Point labels for objects:
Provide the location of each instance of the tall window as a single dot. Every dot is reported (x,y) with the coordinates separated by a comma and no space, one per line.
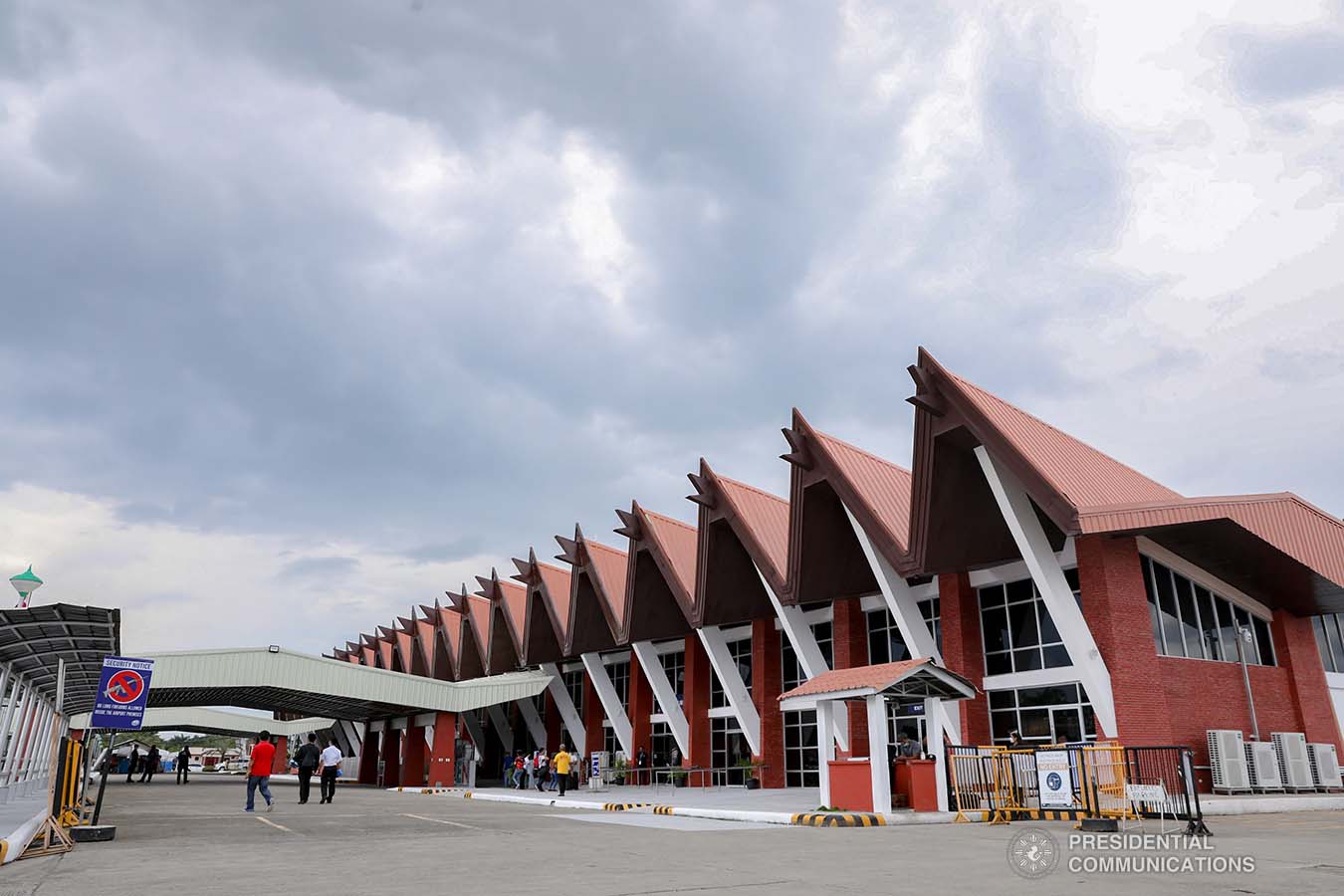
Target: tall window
(1329,638)
(1051,715)
(1191,621)
(574,684)
(884,641)
(1018,635)
(799,726)
(741,653)
(674,666)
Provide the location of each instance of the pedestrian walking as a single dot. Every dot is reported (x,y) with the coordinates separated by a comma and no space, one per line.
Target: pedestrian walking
(331,760)
(258,772)
(561,768)
(150,766)
(308,758)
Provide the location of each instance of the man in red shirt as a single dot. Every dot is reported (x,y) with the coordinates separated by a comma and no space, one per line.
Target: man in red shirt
(258,772)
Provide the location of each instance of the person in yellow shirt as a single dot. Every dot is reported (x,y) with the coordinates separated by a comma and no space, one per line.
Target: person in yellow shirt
(560,766)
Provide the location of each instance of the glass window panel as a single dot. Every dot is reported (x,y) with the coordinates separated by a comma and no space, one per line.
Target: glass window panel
(1189,617)
(1021,590)
(1056,657)
(995,625)
(1167,603)
(1265,642)
(1209,623)
(1027,660)
(1021,622)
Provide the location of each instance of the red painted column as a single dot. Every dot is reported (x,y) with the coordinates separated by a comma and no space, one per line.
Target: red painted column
(280,764)
(963,652)
(1116,607)
(593,716)
(553,724)
(1297,652)
(849,627)
(391,757)
(413,757)
(442,760)
(368,758)
(695,704)
(767,687)
(638,711)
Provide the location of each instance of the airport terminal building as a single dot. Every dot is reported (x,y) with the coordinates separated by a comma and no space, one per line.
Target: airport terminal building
(1083,599)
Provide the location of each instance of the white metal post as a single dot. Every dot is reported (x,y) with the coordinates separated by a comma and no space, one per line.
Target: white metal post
(717,648)
(663,692)
(878,760)
(1050,580)
(795,627)
(568,712)
(825,749)
(611,704)
(933,731)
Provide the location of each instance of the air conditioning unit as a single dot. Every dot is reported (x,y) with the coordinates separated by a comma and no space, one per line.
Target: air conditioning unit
(1228,758)
(1294,765)
(1263,766)
(1325,766)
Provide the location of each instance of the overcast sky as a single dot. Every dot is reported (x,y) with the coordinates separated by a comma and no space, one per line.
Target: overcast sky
(311,311)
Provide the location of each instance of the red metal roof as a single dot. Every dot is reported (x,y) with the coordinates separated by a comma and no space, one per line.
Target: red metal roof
(879,483)
(767,518)
(679,543)
(1082,474)
(1297,528)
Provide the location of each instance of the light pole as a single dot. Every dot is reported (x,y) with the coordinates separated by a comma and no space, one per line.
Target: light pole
(24,583)
(1243,638)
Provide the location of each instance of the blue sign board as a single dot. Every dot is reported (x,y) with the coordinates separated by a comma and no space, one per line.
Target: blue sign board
(122,693)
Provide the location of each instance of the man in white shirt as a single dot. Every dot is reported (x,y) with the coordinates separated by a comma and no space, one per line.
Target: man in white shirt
(331,761)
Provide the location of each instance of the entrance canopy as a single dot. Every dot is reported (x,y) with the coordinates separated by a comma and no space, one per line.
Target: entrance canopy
(218,722)
(906,680)
(295,683)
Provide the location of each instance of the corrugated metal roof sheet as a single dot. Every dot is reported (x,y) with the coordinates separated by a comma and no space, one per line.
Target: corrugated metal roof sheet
(679,543)
(1081,473)
(882,484)
(1297,528)
(767,516)
(607,565)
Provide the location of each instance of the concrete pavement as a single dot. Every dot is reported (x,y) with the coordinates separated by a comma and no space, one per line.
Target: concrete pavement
(196,841)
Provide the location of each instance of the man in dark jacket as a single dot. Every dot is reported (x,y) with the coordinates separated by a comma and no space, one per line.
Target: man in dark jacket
(308,758)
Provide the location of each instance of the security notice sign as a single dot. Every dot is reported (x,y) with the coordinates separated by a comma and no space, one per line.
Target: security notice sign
(122,693)
(1056,790)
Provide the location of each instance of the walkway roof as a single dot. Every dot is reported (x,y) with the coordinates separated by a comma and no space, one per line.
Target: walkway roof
(298,683)
(35,638)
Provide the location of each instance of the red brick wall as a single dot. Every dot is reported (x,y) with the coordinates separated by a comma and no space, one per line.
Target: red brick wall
(1116,607)
(964,652)
(1297,652)
(849,629)
(767,687)
(695,703)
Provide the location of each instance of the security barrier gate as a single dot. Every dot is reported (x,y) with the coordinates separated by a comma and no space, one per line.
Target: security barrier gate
(1105,781)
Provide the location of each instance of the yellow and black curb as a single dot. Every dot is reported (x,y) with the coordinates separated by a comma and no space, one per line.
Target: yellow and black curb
(839,819)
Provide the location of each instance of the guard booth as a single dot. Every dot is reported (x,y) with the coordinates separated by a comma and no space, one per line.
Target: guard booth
(863,784)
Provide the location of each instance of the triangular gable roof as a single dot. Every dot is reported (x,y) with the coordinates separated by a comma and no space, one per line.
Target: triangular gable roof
(741,530)
(548,599)
(829,474)
(660,575)
(503,645)
(597,592)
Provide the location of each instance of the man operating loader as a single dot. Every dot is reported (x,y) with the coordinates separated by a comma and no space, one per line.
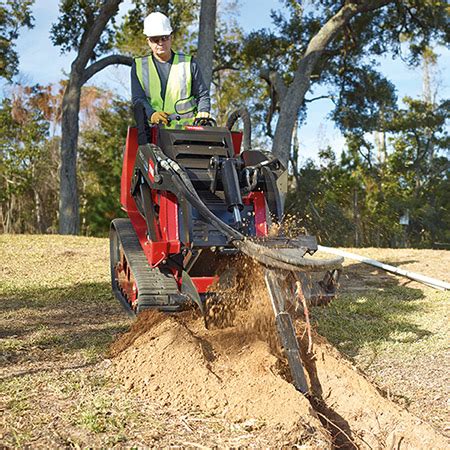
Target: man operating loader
(167,87)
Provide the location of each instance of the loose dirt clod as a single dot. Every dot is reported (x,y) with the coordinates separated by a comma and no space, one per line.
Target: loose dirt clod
(235,370)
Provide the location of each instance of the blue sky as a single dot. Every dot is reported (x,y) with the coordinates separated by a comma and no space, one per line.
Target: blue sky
(40,62)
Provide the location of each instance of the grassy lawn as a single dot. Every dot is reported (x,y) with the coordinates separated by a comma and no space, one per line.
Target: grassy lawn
(58,318)
(395,330)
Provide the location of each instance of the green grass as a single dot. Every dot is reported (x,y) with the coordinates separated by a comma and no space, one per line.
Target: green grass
(399,320)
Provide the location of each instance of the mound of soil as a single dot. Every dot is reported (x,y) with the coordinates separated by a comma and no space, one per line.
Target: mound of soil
(237,372)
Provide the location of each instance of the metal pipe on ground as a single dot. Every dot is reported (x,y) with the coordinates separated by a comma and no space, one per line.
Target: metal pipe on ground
(433,282)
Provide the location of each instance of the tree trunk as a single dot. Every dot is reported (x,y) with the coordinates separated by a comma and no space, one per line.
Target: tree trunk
(68,202)
(295,94)
(206,39)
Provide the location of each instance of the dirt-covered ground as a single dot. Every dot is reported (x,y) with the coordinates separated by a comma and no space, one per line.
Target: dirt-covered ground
(73,373)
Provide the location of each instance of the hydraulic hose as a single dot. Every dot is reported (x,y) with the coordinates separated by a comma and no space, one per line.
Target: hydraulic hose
(267,256)
(245,116)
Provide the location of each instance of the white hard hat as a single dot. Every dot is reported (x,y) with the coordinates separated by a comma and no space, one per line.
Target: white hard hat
(157,24)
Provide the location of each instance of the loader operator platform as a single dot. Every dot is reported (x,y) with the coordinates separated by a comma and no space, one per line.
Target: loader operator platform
(166,84)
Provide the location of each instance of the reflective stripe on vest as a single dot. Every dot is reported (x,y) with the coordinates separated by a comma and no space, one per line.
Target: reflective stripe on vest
(178,98)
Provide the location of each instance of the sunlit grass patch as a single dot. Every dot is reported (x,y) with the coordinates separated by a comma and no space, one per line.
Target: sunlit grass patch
(396,320)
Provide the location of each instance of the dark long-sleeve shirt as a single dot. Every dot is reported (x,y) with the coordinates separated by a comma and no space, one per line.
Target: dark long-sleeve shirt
(198,87)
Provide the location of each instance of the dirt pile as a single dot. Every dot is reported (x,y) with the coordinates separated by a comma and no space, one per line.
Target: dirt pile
(235,370)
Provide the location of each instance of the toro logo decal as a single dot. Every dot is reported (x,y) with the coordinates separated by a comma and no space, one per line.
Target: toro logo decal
(151,170)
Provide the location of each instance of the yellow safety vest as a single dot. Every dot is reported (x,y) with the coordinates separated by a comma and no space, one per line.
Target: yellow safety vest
(178,98)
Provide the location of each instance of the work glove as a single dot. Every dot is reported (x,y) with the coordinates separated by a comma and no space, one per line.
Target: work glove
(160,117)
(204,119)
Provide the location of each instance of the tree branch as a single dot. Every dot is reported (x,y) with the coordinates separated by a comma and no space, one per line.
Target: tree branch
(224,67)
(295,94)
(108,10)
(91,70)
(275,80)
(310,100)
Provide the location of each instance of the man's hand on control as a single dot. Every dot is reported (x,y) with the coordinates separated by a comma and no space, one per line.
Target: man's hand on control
(160,117)
(203,115)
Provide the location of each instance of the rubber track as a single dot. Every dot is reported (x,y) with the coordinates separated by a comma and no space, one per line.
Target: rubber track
(156,288)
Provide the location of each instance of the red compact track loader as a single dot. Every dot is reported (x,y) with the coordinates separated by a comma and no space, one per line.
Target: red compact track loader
(194,198)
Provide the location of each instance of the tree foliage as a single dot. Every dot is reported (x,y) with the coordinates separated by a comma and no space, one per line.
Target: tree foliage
(28,196)
(359,199)
(13,16)
(100,168)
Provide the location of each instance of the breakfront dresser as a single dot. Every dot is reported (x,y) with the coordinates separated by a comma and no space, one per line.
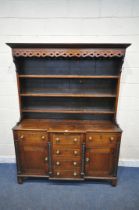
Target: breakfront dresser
(68,96)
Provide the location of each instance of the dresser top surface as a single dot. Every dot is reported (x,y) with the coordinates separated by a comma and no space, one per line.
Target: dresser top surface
(67,125)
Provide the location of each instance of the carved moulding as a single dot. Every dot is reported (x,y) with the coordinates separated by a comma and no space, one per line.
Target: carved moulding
(60,52)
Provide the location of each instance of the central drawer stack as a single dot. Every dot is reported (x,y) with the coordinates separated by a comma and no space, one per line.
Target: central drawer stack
(66,155)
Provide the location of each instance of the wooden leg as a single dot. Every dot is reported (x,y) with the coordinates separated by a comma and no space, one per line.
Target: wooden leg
(114,182)
(20,180)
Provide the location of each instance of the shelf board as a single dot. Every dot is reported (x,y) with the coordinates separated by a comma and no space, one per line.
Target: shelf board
(68,95)
(70,111)
(72,76)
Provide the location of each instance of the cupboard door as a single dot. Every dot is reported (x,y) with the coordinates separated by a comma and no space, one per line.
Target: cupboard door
(100,161)
(31,150)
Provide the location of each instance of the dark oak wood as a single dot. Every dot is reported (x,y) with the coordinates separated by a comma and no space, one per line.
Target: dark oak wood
(68,98)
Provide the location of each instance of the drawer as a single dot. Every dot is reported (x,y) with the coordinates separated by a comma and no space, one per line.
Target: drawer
(66,165)
(95,139)
(74,139)
(60,151)
(66,173)
(31,135)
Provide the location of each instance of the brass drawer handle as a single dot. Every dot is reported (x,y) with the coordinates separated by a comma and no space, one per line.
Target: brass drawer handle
(57,163)
(90,138)
(75,152)
(58,173)
(46,159)
(75,140)
(57,140)
(57,152)
(87,160)
(75,163)
(111,138)
(21,137)
(74,174)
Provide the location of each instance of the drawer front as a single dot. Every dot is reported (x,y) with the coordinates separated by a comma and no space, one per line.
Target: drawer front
(96,139)
(66,153)
(70,139)
(67,173)
(66,165)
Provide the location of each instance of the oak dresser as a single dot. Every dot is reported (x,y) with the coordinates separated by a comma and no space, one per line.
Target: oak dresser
(68,97)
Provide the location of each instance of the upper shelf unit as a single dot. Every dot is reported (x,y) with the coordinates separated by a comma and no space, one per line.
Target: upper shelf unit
(68,81)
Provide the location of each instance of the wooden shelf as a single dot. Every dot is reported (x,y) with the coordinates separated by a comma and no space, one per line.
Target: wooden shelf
(71,76)
(72,111)
(67,95)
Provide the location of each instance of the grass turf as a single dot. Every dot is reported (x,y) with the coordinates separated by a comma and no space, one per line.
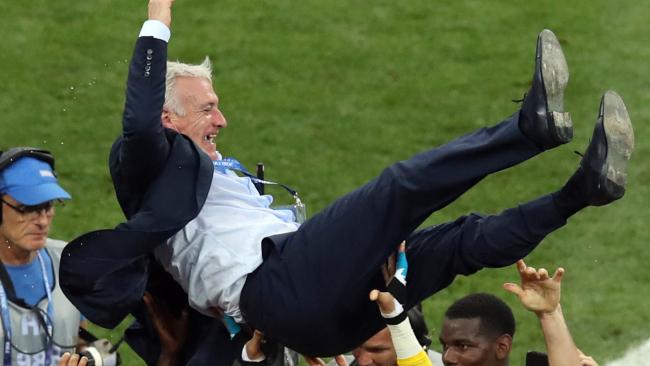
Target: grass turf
(329,93)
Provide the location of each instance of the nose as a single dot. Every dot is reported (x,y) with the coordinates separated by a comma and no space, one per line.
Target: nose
(449,357)
(42,218)
(218,119)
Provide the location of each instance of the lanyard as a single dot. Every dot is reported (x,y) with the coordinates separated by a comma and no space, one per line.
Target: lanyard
(6,318)
(233,164)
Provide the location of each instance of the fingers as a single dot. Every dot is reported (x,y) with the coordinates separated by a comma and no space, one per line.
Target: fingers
(385,301)
(72,360)
(521,265)
(543,274)
(314,361)
(513,288)
(374,294)
(559,274)
(63,361)
(254,346)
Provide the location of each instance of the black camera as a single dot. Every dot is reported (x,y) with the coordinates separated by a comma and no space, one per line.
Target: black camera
(101,353)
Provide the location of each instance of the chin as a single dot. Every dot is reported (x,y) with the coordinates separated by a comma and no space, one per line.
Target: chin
(37,243)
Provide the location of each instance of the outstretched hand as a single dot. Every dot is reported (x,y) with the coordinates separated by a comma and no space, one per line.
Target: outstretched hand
(161,10)
(538,292)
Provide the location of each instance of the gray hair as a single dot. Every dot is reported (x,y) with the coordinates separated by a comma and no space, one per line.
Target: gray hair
(177,69)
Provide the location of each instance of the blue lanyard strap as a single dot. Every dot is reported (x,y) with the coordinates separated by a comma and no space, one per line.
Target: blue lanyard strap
(233,164)
(50,311)
(6,318)
(6,325)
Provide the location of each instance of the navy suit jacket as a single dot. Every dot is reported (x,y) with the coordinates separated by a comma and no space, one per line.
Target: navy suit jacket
(161,180)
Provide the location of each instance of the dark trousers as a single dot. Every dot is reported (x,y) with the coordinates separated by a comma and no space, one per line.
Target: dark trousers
(311,291)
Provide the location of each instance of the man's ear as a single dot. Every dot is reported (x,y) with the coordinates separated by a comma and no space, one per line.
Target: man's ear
(166,118)
(503,345)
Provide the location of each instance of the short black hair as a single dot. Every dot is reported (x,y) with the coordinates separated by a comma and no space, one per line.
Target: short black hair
(495,315)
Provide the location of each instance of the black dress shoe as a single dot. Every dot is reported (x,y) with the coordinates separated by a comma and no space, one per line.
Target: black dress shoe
(543,118)
(602,173)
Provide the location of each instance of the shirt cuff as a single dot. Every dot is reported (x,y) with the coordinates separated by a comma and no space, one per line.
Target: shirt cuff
(244,356)
(155,29)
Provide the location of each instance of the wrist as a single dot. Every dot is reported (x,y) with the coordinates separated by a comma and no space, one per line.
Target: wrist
(550,314)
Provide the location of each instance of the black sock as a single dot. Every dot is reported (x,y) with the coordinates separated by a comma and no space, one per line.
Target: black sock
(570,198)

> [Exercise]:
Render the entries from the line containing "Provide the location of each instance of the black dress" through the end of the entries, both included, as a JSON list of strings with one string per line and blank lines omitted.

> [Result of this task]:
[
  "Provide the location of each instance of the black dress shoe as a single dot. Every dot is reported (x,y) with the coordinates separated by a comma and no space, one per line.",
  "Target: black dress shoe",
  "(543,118)",
  "(602,173)",
  "Provide the location of each instance of the shirt cuff as a single dot. Every dot is reported (x,y) with the coordinates separated by a comma and no space, one per line.",
  "Target: shirt cuff",
  "(244,356)",
  "(155,29)",
  "Provide the location of each instance of the wrist as a single dot. Every dot is reported (x,y) with the coordinates separated by a comma and no space, one per line.",
  "Target: wrist",
  "(550,314)",
  "Provide the location of each instance of the black sock as a single dot. Every dot is reported (x,y) with the coordinates separated by a comma and no space, one per line.",
  "Target: black sock",
  "(570,198)"
]